Substitute "occurrence" for "instance" in everything from the line containing "target | sidewalk joint line" down to the last line, and write out those lines with nothing else changed.

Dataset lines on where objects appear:
-- START --
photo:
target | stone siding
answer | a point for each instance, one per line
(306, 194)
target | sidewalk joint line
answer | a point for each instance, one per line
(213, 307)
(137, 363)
-- END --
THE REPLY:
target | sidewalk joint line
answer | a point for each occurrence, one per line
(213, 307)
(137, 363)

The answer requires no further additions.